Dans l'article sur Shakspeare et l'humour, relevez tous les auteurs nommés dans la phrase qui commence par « Les vers de Byron ».
##### Article
Outre son théâtre, Shakspeare a laissé, en poésie et en prose, quelques pièces détachées, qui, malheureusement, ont été perdues; poète indépendant par ses créations dramatiques, il prit pour modèle en poésie Spencer qui, à cette époque, jouissait de la plus grande réputation, et était l'auteur à la mode. Shakspeare, le grand tragique, est également un excellent comique; sa pièce, les Joyeuses Commères de Windsor, est du nombre des meilleures comédies anglaises. L'Humour y abonde. Nous n'avons pas en français le correspondant du mot Humour ; Gaîté, qui s'en rapproche le plus, ne le rend pas complétement; il faudrait y ajouter ce qu'il y a de vague, de nuageux dans le mot fantaisie. L'humour est une petite flamme, un feu follet, une bonhomie maligne qui rappelle la causticité bienveillante de La Fontaine, une gaîté spirituelle, sérieuse, fine et satirique, pleine de nonchalance et de laisser aller, qui se sent mieux qu'elle ne s'exprime. Les vers de Byron, les Préfaces de Walter Scott, l'Hudibras de Butler, le poème badin de la Mèche de cheveux enlevés, de Pope, les romans de Dickens, le Gulliver de Swift, les ouvrages de Sterne, surtout Tristam Shandy, par sa franche et douce gaîté, son originalité et son excentricité, en offrent de nombreux exemples; on peut citer en particulier le discours de l'oncle Toby à sa mouche ennuyeuse.
##########
##### Extraits de données
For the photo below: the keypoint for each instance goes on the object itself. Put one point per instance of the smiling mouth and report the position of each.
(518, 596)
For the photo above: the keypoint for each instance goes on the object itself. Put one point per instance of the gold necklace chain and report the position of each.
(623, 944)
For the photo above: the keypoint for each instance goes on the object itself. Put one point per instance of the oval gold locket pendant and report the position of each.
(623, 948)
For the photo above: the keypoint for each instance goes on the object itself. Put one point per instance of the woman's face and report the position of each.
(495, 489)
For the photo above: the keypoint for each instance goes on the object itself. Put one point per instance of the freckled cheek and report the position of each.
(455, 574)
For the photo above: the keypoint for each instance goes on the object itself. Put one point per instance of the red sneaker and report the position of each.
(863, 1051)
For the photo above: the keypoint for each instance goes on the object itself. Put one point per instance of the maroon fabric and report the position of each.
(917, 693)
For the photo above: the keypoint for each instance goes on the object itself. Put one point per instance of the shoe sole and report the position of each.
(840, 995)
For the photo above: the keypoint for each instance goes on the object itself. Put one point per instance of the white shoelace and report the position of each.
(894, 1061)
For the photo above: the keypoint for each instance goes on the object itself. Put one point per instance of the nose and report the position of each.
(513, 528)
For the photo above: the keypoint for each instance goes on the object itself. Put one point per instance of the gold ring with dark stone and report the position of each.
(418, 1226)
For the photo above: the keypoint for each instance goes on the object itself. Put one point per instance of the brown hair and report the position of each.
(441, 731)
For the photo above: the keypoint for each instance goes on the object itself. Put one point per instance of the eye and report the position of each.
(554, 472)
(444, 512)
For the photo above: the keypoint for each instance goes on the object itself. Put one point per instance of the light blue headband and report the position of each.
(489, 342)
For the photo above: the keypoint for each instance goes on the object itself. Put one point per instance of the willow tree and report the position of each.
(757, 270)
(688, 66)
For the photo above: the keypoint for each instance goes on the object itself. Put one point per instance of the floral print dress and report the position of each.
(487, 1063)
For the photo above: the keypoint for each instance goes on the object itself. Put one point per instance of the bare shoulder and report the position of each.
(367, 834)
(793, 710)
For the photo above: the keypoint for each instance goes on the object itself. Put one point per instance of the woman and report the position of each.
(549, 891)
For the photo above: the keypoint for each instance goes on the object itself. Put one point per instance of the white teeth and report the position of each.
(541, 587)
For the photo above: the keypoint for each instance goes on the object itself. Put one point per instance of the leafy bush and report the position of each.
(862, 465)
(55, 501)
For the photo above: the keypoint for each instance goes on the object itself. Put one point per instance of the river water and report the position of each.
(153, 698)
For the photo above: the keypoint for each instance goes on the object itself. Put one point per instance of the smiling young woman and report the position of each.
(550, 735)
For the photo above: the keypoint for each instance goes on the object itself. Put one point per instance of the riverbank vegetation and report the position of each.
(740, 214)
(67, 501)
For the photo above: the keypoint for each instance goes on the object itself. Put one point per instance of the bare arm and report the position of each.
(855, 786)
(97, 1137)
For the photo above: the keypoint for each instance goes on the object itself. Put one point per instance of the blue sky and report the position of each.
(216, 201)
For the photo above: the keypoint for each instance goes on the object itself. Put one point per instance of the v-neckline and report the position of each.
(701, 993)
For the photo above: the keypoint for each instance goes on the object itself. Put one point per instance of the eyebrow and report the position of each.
##########
> Corrigé: Byron, Walter Scott, Butler, Pope, Dickens, Swift, Sterne